(Referring expression data)
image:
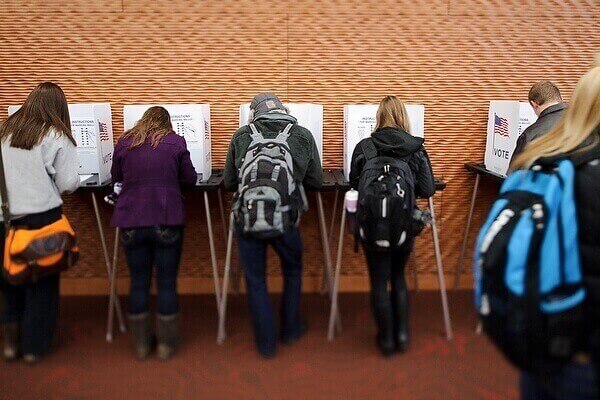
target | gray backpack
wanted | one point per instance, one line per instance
(268, 200)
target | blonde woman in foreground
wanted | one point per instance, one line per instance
(576, 135)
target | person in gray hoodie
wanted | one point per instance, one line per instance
(270, 117)
(40, 162)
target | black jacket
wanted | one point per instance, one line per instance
(544, 124)
(307, 162)
(397, 143)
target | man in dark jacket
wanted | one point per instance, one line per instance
(546, 101)
(270, 118)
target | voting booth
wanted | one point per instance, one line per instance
(506, 121)
(360, 121)
(91, 125)
(308, 115)
(191, 121)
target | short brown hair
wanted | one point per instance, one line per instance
(392, 113)
(544, 92)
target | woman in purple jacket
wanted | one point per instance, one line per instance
(153, 163)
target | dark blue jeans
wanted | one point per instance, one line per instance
(145, 248)
(573, 382)
(253, 255)
(33, 305)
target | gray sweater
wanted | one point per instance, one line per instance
(36, 178)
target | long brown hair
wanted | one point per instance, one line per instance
(392, 113)
(580, 124)
(155, 124)
(45, 108)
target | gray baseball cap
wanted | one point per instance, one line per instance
(264, 103)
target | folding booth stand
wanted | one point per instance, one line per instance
(114, 303)
(440, 186)
(479, 170)
(330, 183)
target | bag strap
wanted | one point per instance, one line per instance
(4, 192)
(580, 159)
(285, 133)
(368, 147)
(255, 135)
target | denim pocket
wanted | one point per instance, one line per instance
(127, 236)
(168, 235)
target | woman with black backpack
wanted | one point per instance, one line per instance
(402, 173)
(577, 138)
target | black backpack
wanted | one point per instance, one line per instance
(386, 200)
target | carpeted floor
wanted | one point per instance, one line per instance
(86, 367)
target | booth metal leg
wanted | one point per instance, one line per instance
(466, 233)
(440, 269)
(330, 238)
(213, 256)
(222, 211)
(117, 304)
(415, 270)
(221, 334)
(336, 280)
(327, 254)
(336, 196)
(113, 285)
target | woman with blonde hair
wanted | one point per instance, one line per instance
(577, 137)
(392, 139)
(40, 162)
(152, 163)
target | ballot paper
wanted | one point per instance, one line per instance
(192, 122)
(91, 125)
(308, 115)
(506, 122)
(360, 121)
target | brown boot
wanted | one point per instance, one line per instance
(141, 335)
(167, 335)
(11, 341)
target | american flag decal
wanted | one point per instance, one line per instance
(500, 126)
(103, 132)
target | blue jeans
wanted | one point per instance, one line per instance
(253, 254)
(145, 248)
(573, 382)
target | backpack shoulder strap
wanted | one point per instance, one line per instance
(285, 133)
(580, 159)
(255, 133)
(4, 192)
(369, 149)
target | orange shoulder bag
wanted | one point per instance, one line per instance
(31, 254)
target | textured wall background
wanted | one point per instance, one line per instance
(453, 56)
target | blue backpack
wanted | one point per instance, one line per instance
(529, 289)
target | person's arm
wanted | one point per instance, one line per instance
(521, 144)
(424, 180)
(230, 175)
(116, 171)
(187, 172)
(356, 166)
(314, 173)
(65, 165)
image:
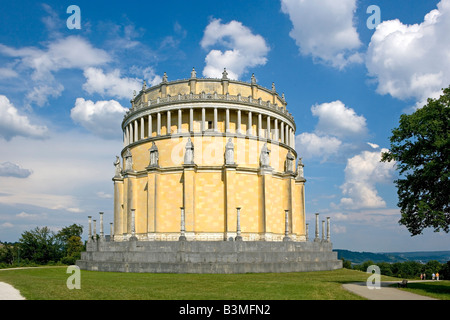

## INSTRUCTIONS FOR THE TASK
Scan the entries above for the string "woman" and copy each line containing it.

## RESPONSE AREA
target | blonde woman in foreground
target | woman in purple jacket
target | woman with black backpack
target | woman with blonde hair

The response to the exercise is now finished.